— DATASET EXCERPTS —
⟨
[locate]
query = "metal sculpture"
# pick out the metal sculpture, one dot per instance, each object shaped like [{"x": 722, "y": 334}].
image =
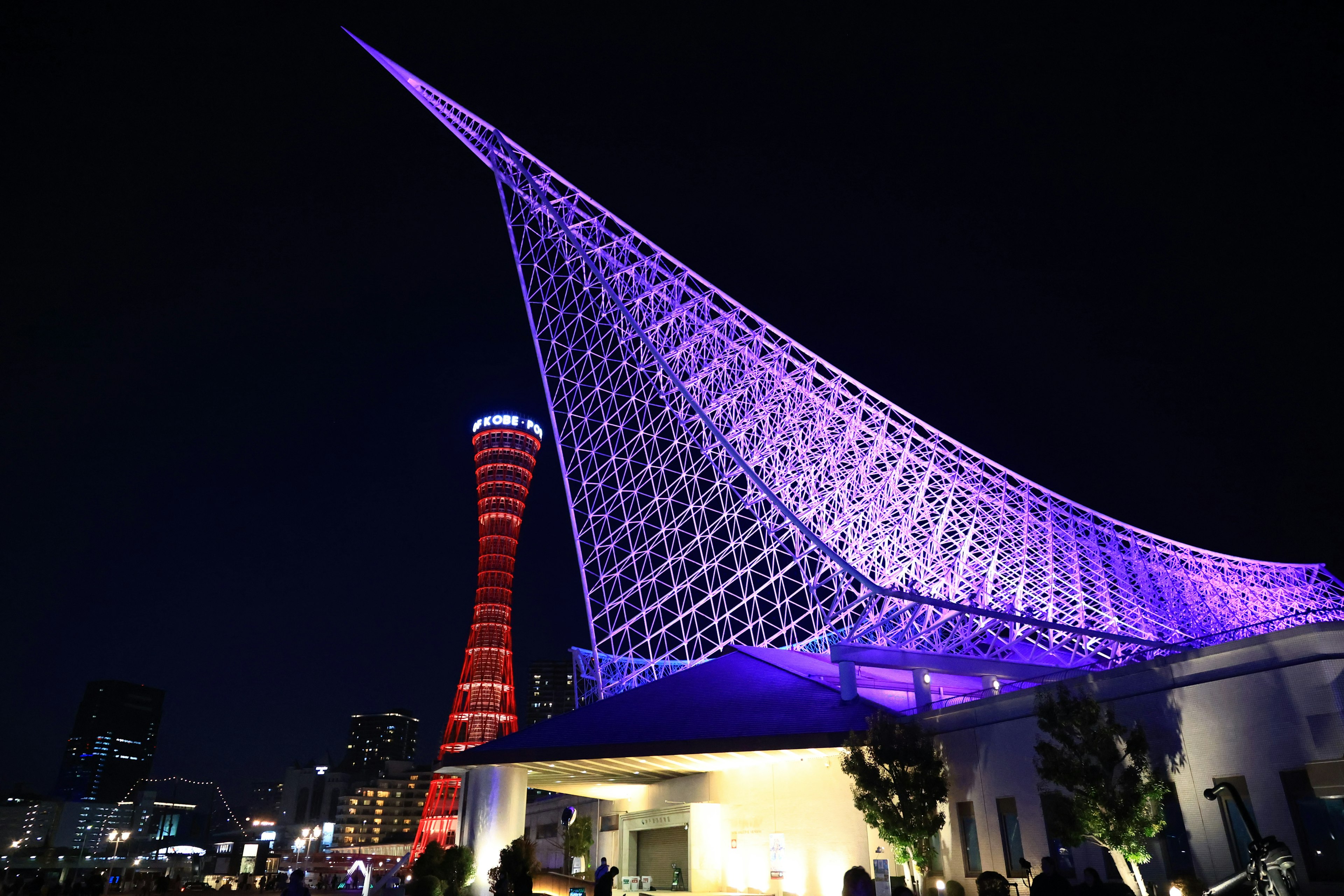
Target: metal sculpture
⟩
⟨
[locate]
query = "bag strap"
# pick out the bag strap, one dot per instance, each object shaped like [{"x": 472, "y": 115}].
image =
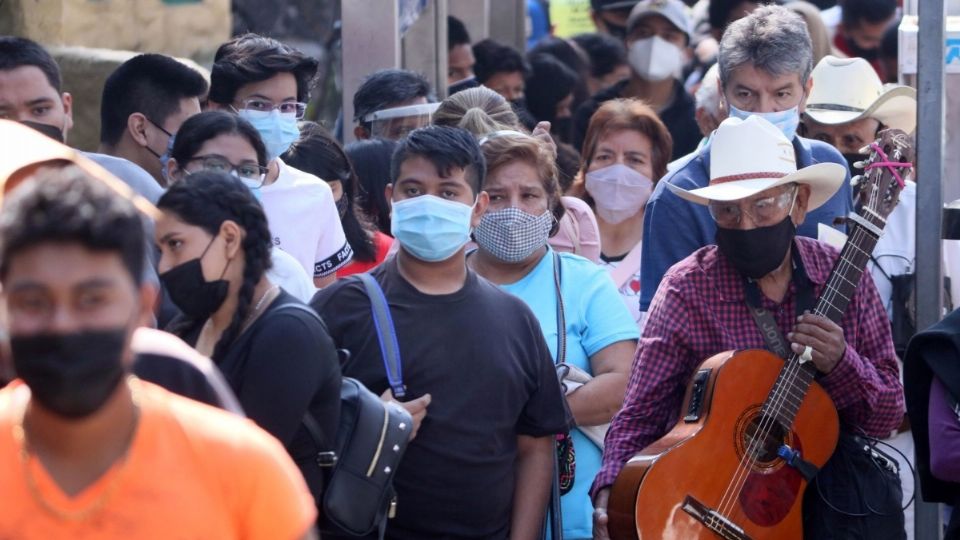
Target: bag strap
⟩
— WHAT YOU NEED TO DO —
Return each line of the data above that contains the word "like".

— ANSWER —
# pick out the metal sculpture, one dot per instance, each object shaped like [{"x": 722, "y": 334}].
# pick out the bag strap, one dot per instance, each object shaped like [{"x": 472, "y": 115}].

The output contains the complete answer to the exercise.